WORK ORDER:
An exact transcript is needed of the material below, beginning at the line that contains "the hazy sky" and continuing through its last line; nothing else should appear.

-------

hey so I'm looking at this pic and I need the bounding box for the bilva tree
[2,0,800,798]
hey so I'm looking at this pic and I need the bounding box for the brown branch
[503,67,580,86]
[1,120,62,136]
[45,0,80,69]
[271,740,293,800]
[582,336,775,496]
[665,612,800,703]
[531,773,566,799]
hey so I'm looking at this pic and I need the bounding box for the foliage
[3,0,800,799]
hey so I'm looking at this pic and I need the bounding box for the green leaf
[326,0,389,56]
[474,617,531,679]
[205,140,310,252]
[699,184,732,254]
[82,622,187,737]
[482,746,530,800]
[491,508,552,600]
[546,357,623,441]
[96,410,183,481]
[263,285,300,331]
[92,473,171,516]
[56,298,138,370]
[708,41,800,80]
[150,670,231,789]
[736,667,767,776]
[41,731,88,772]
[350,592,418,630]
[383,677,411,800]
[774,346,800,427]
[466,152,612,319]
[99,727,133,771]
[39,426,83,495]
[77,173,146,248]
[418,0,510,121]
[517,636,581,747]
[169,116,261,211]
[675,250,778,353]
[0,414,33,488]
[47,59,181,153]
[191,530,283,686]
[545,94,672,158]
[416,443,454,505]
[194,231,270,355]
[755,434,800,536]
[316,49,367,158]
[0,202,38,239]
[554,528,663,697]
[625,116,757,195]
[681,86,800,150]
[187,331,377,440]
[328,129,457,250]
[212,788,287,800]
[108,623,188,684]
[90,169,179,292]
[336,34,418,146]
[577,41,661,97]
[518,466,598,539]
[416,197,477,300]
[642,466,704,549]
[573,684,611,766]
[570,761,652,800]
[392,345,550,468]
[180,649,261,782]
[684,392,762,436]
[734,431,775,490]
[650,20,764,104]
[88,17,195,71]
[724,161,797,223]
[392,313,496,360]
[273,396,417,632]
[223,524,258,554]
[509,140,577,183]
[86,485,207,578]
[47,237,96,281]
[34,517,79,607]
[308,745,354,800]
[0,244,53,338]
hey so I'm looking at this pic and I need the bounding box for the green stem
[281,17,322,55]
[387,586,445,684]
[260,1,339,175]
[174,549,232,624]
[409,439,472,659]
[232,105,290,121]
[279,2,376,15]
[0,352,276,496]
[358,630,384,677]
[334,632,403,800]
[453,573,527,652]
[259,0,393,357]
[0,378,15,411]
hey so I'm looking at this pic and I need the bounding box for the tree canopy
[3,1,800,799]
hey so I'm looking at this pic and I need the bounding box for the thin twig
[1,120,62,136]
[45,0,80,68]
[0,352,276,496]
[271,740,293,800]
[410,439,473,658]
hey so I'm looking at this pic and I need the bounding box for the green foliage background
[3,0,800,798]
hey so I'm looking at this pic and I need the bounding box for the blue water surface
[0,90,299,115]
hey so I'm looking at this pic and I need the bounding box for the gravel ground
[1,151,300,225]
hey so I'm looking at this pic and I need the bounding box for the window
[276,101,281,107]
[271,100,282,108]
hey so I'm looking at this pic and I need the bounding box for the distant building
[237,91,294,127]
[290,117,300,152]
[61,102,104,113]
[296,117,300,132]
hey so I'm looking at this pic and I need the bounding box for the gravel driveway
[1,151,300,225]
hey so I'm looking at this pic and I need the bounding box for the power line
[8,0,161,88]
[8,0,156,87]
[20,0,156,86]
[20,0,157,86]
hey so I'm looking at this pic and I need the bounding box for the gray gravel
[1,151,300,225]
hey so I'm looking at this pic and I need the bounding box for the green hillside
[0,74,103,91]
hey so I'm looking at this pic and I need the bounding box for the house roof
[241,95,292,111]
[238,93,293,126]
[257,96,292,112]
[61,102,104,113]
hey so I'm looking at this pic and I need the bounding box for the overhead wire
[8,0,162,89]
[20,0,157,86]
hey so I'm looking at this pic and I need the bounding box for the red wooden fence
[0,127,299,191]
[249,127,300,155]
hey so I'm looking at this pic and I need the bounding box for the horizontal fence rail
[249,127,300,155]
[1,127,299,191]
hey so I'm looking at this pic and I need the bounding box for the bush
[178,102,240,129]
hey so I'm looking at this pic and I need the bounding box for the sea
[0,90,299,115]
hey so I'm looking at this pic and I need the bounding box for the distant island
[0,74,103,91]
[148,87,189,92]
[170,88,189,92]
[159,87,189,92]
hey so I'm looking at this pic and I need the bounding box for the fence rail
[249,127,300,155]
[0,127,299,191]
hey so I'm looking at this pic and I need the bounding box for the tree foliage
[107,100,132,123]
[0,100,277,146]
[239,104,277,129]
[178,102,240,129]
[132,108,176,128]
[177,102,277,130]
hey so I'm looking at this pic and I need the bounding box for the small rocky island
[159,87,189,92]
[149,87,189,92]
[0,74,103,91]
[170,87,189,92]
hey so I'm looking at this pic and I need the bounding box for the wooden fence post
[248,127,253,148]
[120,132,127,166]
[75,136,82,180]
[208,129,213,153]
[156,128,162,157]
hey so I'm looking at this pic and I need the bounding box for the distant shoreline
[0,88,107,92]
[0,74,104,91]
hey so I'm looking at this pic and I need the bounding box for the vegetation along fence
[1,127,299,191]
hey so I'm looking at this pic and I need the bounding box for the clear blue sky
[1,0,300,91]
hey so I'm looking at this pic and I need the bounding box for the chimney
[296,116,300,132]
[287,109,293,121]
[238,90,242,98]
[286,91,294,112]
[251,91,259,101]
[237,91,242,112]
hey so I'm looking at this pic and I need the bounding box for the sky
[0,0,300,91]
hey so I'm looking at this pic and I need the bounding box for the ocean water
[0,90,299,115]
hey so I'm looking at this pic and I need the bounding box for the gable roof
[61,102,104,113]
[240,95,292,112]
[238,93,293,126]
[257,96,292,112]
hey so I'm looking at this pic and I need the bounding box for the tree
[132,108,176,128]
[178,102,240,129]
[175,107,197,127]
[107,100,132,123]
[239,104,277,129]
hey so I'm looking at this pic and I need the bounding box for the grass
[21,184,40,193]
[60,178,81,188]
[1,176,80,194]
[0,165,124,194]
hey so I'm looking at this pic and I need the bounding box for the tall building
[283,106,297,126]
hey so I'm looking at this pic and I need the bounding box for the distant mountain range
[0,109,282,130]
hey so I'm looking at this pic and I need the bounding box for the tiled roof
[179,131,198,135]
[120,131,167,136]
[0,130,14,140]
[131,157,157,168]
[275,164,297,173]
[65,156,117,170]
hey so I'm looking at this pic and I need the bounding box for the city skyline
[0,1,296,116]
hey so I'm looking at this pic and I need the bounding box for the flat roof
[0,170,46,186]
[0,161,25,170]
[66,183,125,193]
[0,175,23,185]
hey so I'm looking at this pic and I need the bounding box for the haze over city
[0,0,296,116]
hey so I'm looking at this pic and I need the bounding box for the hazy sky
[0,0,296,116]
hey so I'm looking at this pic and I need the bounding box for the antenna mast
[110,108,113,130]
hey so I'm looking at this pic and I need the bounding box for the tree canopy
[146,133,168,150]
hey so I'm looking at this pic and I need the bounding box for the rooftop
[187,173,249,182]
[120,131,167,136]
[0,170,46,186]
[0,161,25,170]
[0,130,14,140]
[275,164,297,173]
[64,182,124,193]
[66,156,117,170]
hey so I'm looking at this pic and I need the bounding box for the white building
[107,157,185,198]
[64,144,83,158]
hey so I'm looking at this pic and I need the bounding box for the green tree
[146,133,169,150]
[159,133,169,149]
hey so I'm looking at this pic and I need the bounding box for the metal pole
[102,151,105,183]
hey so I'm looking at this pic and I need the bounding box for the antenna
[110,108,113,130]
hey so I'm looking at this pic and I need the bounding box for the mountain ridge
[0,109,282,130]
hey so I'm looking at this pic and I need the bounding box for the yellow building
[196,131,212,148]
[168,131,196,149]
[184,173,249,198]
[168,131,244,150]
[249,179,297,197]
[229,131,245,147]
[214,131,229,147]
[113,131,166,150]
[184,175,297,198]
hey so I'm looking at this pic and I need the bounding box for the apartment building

-------

RESPONSE BOX:
hey so I'm looking at this pic and I need the bounding box for the hazy sky
[0,0,296,116]
hey so I'm looking at this pic and I need the bounding box for the antenna mast
[110,108,113,130]
hey so I'm looking at this pic and I need the bounding box for the tree canopy
[146,133,168,150]
hey so I'm looking at this pic and I need the bounding box for the rooftop
[187,173,249,182]
[120,131,167,136]
[0,170,46,186]
[0,161,25,170]
[0,130,14,140]
[275,164,297,173]
[64,182,124,193]
[66,156,117,170]
hey so I'm looking at this pic and I need the bounding box for the white building
[107,157,185,198]
[64,144,83,158]
hey so I'm looking at this pic and I need the bounding box for the green tree
[146,133,169,150]
[159,133,169,149]
hey so I'm looking at this pic and I need the bounding box for the metal pole
[102,151,105,183]
hey so I'm looking at this pic and I need the bounding box for the antenna
[110,108,113,130]
hey so I'm looking at this pic and I need the bounding box for the mountain ridge
[0,109,282,130]
hey so I'm looking at this pic and I need the bounding box for the yellow building
[196,131,212,148]
[168,131,196,149]
[184,173,249,198]
[168,131,244,150]
[249,179,297,197]
[229,131,245,147]
[214,131,229,147]
[113,131,166,150]
[184,175,297,198]
hey so I'm looking at this pic and I need the bounding box for the apartment building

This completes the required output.